- _STATED TASK_
Could you reproduce the listing below word for word, keeping every line and coordinate unchanged?

- _DATA FOR THIS EXERCISE_
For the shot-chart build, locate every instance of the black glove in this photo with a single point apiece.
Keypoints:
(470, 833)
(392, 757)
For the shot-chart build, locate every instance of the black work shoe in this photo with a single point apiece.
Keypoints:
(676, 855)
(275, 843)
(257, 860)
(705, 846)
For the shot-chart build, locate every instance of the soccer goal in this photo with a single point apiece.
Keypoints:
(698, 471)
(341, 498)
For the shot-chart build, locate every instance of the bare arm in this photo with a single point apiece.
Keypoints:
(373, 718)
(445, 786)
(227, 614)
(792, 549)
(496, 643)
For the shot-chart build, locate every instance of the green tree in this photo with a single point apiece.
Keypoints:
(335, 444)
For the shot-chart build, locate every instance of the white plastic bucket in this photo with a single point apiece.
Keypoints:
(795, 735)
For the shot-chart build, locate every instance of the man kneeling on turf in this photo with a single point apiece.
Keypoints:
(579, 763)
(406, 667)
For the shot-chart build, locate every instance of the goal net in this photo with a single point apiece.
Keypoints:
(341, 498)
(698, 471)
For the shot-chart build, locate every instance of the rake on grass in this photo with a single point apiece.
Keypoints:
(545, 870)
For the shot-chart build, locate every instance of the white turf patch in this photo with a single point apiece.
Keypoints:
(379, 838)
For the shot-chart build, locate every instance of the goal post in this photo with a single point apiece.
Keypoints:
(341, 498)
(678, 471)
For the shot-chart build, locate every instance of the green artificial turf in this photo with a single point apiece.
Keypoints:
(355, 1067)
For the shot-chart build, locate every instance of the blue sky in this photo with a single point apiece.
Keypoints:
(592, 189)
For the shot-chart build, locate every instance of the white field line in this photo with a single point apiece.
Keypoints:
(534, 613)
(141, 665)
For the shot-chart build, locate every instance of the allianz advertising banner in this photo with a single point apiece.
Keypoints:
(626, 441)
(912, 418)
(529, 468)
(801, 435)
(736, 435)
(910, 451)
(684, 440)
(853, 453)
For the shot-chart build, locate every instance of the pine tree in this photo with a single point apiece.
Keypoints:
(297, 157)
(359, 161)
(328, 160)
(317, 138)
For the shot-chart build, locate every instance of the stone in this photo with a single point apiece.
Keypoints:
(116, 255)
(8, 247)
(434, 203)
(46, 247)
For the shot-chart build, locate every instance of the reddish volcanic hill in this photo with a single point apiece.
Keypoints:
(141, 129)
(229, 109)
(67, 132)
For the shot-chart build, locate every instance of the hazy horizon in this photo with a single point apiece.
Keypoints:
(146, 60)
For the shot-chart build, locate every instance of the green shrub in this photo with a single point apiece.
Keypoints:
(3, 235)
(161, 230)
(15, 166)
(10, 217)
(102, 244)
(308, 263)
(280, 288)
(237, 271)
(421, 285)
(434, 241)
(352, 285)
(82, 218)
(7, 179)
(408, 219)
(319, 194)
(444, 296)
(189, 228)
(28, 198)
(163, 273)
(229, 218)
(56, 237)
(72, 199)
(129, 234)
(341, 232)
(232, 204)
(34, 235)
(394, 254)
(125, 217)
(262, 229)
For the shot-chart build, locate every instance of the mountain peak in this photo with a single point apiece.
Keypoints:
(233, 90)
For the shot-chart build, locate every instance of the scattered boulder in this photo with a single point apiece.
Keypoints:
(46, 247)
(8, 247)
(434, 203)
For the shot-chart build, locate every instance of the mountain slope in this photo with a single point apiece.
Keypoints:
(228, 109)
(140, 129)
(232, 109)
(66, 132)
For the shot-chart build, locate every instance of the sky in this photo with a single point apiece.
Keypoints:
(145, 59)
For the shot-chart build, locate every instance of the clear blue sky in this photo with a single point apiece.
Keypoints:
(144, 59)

- _RESULT OF THIS TASK_
For the shot-chart build, locate every instance of the black glove in this photo with a single point apiece.
Keypoints:
(470, 833)
(392, 757)
For the shot-chart build, locate every instance of the black work shoe in this photo with a single point apiece.
Keypoints:
(676, 855)
(275, 843)
(257, 860)
(705, 846)
For the shot-chart build, locate every instance of the soccer goal in this photo with a single point apiece.
Keypoints:
(698, 471)
(341, 498)
For the shot-chart build, locate every instance of the bare arm in this photo with a single point apiece.
Keypoints:
(373, 718)
(445, 786)
(227, 614)
(792, 549)
(496, 643)
For the shot-chart build, locate every instance of the green tree in this photo with a single point apiece.
Keypoints:
(335, 444)
For the shot-chart build, locate every instance of the white plastic bucket in this photo with a single point apiece.
Keypoints:
(795, 735)
For the shot-chart build, locate every instance of the man kneeling on turf in this photo with a single point apiece.
Keypoints:
(579, 763)
(406, 667)
For the shot-chart build, locate every instance of the goal net in this photo with a single point apiece.
Keypoints:
(341, 498)
(698, 471)
For the shot-chart build, locate every instance of the rake on grass in this photo with a single point apiece.
Keypoints:
(545, 870)
For the shot-chart build, locate every instance of the white turf patch in this photo with a single point apiece.
Keypoints:
(379, 838)
For the shot-chart build, locate every instance of the goal post in this photo with a single point apiece.
Keypoints:
(341, 498)
(678, 471)
For the shot-chart build, locate every instance of the green artificial turf in this photo with a single point apiece.
Keypoints:
(355, 1067)
For the shot-chart build, locate every instance of the blue sky in this photo with a single point apiece.
Keypoints:
(592, 189)
For the shot-chart build, locate every instance of the white field line in this photo with a single point apiece.
Keypoints:
(534, 613)
(141, 665)
For the shot-chart build, locate every instance of the allianz advertising banner in this photo with a single point apiece.
Keypoints:
(626, 441)
(912, 418)
(529, 468)
(801, 435)
(736, 435)
(910, 451)
(684, 440)
(853, 453)
For the shot-chart build, locate every instance of the pine tree in this photo with a single point apiece.
Keypoints:
(297, 157)
(359, 161)
(328, 160)
(317, 138)
For the shot-chart build, locate every instance of the stone in this photo with a single point apiece.
Keypoints:
(116, 255)
(8, 247)
(434, 203)
(46, 247)
For the shot-chart build, locate every instance of the reddish volcanic hill in this photo with a single point apiece.
Keypoints:
(141, 129)
(229, 109)
(67, 132)
For the shot-chart build, locate every instance of the hazy horizon in this photo with a single point apiece.
Keypoints:
(146, 60)
For the shot-chart build, locate every instance of the green shrub in this photo with a single point apiece.
Keypoints:
(3, 235)
(161, 230)
(15, 166)
(10, 217)
(102, 244)
(308, 263)
(280, 288)
(237, 271)
(421, 285)
(434, 241)
(352, 285)
(82, 218)
(7, 179)
(408, 219)
(319, 194)
(444, 296)
(189, 228)
(28, 198)
(163, 273)
(229, 218)
(56, 237)
(72, 199)
(129, 234)
(341, 232)
(232, 204)
(34, 235)
(394, 254)
(125, 217)
(262, 229)
For the shot-chart build, locate every instance of the mountain peak in this photo with a single point apiece.
Keypoints:
(233, 90)
For the shot-chart build, locate every instance of the scattered boulder in this photo with a single point apiece.
Keypoints:
(46, 247)
(8, 247)
(434, 203)
For the shot-chart build, locate every instance of the mountain slope in this photo with a single point apiece.
Keypoints:
(228, 109)
(140, 129)
(232, 109)
(66, 132)
For the shot-chart build, locate every instance of the sky in this photo with a single point apiece.
Keypoints:
(145, 59)
For the shot-chart build, locate every instance of the clear blue sky in this photo with a single point apiece.
Keypoints:
(144, 59)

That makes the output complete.